EXTRACTED DATA:
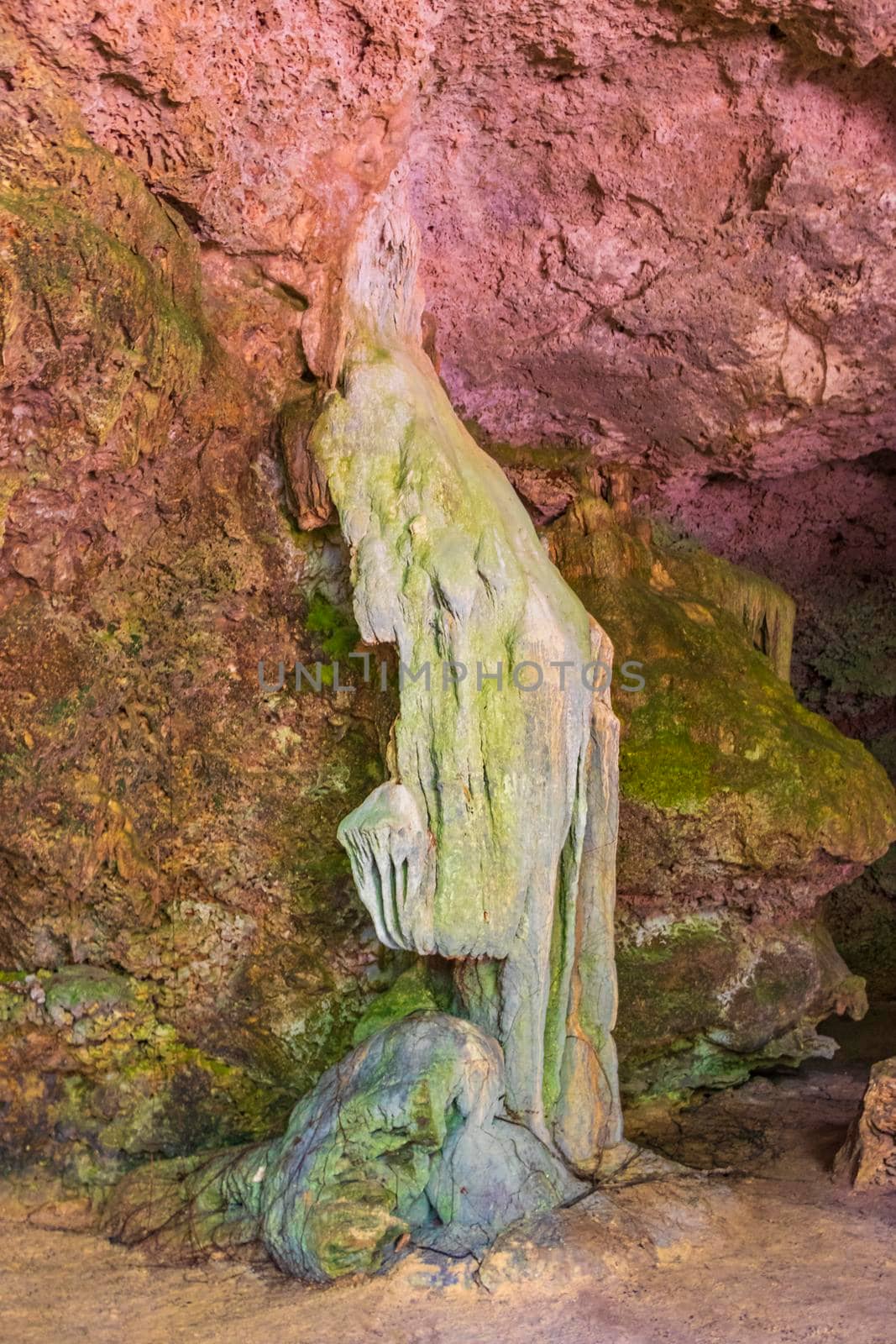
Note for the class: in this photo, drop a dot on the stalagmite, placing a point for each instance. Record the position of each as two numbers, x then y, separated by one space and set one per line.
495 842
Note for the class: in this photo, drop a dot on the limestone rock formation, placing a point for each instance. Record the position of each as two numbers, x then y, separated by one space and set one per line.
868 1156
495 842
401 1139
654 237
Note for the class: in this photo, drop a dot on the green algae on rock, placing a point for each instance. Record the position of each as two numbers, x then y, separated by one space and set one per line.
496 835
730 790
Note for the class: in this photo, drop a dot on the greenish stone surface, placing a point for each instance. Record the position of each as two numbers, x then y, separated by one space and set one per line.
399 1140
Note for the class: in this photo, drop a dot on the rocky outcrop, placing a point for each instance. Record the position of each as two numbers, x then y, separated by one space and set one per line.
179 206
868 1156
739 810
493 844
155 799
402 1139
731 790
679 223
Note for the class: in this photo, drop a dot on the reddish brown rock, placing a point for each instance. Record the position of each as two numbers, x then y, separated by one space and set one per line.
868 1158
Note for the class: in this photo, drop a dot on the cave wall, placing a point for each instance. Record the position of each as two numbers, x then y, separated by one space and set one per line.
179 192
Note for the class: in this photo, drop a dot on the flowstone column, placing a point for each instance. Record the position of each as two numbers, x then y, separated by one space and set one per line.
493 843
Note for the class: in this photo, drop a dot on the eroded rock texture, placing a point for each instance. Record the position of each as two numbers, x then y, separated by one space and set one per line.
495 842
653 237
868 1158
401 1139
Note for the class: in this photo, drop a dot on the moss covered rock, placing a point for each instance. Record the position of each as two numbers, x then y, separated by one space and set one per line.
163 819
708 999
731 790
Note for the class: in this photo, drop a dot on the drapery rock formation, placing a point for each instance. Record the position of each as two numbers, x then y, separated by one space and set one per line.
495 843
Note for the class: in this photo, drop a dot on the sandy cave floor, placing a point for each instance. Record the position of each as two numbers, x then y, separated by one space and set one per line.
792 1257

TASK TO COMPLETE:
Copy all of the entries above word for word, leaving out the picture.

ANSWER TO THIS TASK:
Note for the class: in this photo, drop a dot on the stalagmite, placing a point for each instance. Record the position of each as two numbers, x then y, separated by one space and set one per line.
495 842
Note for the class: in this photo, drop a dot on the limestone rock formation, placing a point for each instance. Record the position of each as two numbers, x then y, separated by one space and set one per line.
868 1156
495 842
401 1139
654 237
Note for the class: in this photo, drop a dot on the green algae on rock, placing a point for each instance. Record the position of each as two numbers, x then y, separated by one space and set one per line.
496 835
730 790
Note for the class: in this photo, drop a dot on the greenish stone surface, placing a point for each instance. Record the position of each as two numbers, x then y, separated by one space and set one per line.
399 1140
Note for the class: in this photo, drop a dot on the rocky outcrop, placing a point for each instance. Record the position of each as two numbers, x then y, separated by one space and set one per line.
179 206
868 1156
739 810
493 844
155 799
402 1139
731 790
679 223
Note for the class: in this photo, drop a dot on the reddish brown rock, placing a point for each instance. Record the position of each as two numbers, x then y, separated by one space and set one per line.
868 1158
Note for the class: in this photo, drop a dot on the cave wall, placing a point for each instance. Record the position of each as two numbers, x then y, separated by one space and set one per line.
179 192
Note for the class: in this photo, drop a dot on the flowstone column, placing a point for each instance. Record the position of each as two numbers, x then y, separated by one space and set one per line.
493 843
Note for the class: in this photo, drop a dot on the eroded rock texture, placing a point for each instance. Record the position of each as two numbers, x then y, separated by one space and set one per line.
495 842
653 237
868 1158
401 1139
Note for the class: in this photo, drop a dot on the moss covered rock, placing a point for each instance. Record the position of each as two numbers, x then y, separated by one space and set one per line.
163 819
708 999
731 790
Note for the class: in this photo, drop a dot on the drapery rock formation, placing a point for each instance. Record the position of each as two numbers, x then y, separated by one space and set one per line.
495 843
Note for the class: in this photo, drop a dot on the sandy cave floor, placing a point for each instance. Record the position of each as two numbers, x then y, separated by one space and set one per line.
792 1257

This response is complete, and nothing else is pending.